## EXERCISE BRIEF
Could you write out the records below exactly, without omitting a line?

## AVAILABLE DATA
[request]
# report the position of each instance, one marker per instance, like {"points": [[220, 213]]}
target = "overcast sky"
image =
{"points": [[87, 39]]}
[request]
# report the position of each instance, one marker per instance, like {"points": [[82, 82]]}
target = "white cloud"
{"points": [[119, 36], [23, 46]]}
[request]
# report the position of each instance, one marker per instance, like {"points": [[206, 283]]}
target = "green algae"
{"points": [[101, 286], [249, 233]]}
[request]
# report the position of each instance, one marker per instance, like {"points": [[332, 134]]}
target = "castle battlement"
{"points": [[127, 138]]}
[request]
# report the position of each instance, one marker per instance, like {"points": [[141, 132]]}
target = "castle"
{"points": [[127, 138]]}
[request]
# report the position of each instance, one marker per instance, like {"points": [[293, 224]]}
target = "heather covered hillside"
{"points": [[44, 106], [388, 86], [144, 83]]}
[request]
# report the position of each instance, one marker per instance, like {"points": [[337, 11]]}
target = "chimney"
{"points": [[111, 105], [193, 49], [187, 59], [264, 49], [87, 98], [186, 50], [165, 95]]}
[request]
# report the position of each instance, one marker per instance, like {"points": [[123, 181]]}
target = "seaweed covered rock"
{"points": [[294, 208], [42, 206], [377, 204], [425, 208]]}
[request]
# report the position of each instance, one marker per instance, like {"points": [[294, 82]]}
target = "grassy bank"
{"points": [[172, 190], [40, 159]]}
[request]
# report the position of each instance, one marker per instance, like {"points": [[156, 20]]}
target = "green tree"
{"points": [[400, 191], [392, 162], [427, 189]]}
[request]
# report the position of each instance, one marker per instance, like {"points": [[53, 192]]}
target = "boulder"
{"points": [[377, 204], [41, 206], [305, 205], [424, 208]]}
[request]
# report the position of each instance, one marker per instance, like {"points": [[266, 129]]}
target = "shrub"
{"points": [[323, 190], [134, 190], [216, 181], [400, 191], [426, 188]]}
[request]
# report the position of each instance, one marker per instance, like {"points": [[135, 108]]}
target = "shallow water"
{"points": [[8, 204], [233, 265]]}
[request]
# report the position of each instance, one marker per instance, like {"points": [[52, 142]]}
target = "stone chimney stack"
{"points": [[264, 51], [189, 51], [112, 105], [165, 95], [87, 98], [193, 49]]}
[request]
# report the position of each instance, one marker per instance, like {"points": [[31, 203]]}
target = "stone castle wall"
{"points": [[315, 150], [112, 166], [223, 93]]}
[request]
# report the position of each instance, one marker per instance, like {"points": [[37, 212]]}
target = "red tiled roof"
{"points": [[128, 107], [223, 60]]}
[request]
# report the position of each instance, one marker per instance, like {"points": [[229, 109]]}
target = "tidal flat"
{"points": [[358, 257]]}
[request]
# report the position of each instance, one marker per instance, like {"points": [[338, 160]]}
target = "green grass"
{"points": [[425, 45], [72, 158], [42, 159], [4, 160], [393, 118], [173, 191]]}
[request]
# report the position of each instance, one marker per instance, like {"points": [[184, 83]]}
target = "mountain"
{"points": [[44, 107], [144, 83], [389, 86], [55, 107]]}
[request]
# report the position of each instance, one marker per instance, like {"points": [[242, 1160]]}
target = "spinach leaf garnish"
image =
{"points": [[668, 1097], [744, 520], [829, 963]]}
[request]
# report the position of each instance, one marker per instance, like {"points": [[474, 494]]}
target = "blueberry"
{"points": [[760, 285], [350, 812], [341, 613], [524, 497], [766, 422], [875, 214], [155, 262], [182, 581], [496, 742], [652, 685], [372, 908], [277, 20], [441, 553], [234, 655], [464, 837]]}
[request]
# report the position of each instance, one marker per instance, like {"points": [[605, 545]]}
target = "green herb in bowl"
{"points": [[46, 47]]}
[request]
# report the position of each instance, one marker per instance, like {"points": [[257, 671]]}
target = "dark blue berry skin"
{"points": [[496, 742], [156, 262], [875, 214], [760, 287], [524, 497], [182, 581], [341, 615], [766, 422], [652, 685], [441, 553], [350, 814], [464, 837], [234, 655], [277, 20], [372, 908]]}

## SOLUTION
[request]
# report the position of each instance, one marker per instance, like {"points": [[220, 213]]}
target = "overcast sky"
image =
{"points": [[87, 39]]}
[request]
# report the position of each instance, one marker per instance, like {"points": [[82, 82]]}
target = "white cloud"
{"points": [[119, 36], [23, 46]]}
[request]
# report the position of each instance, one marker per instance, like {"points": [[206, 283]]}
target = "green algae"
{"points": [[101, 286], [249, 233]]}
[request]
# report the position of each instance, one marker per instance, like {"points": [[332, 134]]}
target = "castle battlement"
{"points": [[127, 138]]}
[request]
# report the position of each instance, one marker per instance, like {"points": [[141, 132]]}
target = "castle"
{"points": [[127, 138]]}
[request]
# report the position of each instance, one marker per instance, like {"points": [[293, 224]]}
target = "heather covered hillside"
{"points": [[44, 106], [388, 86], [144, 83]]}
[request]
# report the position of each instance, one marker per instance, like {"points": [[337, 11]]}
target = "chimney"
{"points": [[111, 105], [193, 49], [187, 59], [264, 49], [87, 98], [186, 50], [165, 95]]}
[request]
# report the position of each instance, one marker per instance, like {"points": [[123, 181]]}
target = "seaweed covered rock"
{"points": [[294, 208], [42, 206], [377, 204], [425, 208]]}
[request]
# report the position of each instance, one marker per instance, like {"points": [[294, 82]]}
target = "grassy bank"
{"points": [[172, 190], [40, 159]]}
[request]
# report the position of each instance, one marker per instance, like {"points": [[156, 20]]}
target = "green tree"
{"points": [[400, 191], [392, 162], [427, 189]]}
[request]
# report the position of each instance, one marker per instance, like {"points": [[53, 192]]}
target = "boulder"
{"points": [[377, 204], [41, 206], [305, 205], [424, 208]]}
[request]
# report the position of each instance, one marker per instance, like {"points": [[266, 129]]}
target = "shrub"
{"points": [[323, 190], [134, 190], [216, 181], [400, 191], [426, 188]]}
[request]
# report the position of each instance, one marker per instance, like {"points": [[135, 108]]}
target = "shallow water"
{"points": [[8, 204], [233, 265]]}
[request]
# report the position of each instance, one marker per instance, like {"points": [[52, 142]]}
target = "stone chimney stack"
{"points": [[264, 51], [189, 51], [112, 105], [165, 95], [87, 98], [193, 49]]}
[request]
# report the position of each instance, one marker per instance, like {"points": [[31, 203]]}
target = "stone castle wall"
{"points": [[315, 150], [112, 166], [223, 93]]}
[request]
# report the position of each instance, one marker per instance, like {"points": [[37, 212]]}
target = "red tiled roof"
{"points": [[128, 107], [223, 60]]}
[request]
# report the position of each instance, one marker per instance, like {"points": [[229, 109]]}
target = "tidal flat"
{"points": [[358, 257]]}
[request]
# report the position of each instance, one marker per instance, like {"points": [[338, 160]]}
target = "green grass"
{"points": [[425, 45], [72, 158], [42, 159], [4, 160], [393, 118], [173, 191]]}
[request]
# report the position of each instance, one marker per instance, like {"points": [[184, 83]]}
target = "mountain"
{"points": [[44, 107], [144, 83], [389, 86], [55, 107]]}
[request]
# report the position of each instance, one marker per instance, like {"points": [[242, 1160]]}
target = "spinach leaf garnish"
image =
{"points": [[668, 1097], [744, 520], [829, 963]]}
[request]
# report the position of each instance, one marker per instance, like {"points": [[474, 494]]}
target = "blueberry"
{"points": [[760, 285], [350, 812], [341, 613], [524, 497], [766, 422], [875, 214], [155, 262], [182, 581], [496, 742], [652, 685], [372, 908], [277, 20], [441, 553], [234, 655], [464, 837]]}
[request]
# report the position of each instance, one marker per instance, like {"points": [[605, 545]]}
target = "green herb in bowl"
{"points": [[46, 47]]}
[request]
# report the position of each instance, one marker per instance, like {"points": [[257, 671]]}
target = "dark blue berry skin"
{"points": [[496, 742], [156, 262], [875, 214], [760, 287], [524, 497], [182, 581], [341, 615], [766, 422], [652, 685], [441, 553], [350, 814], [464, 837], [234, 655], [277, 20], [372, 908]]}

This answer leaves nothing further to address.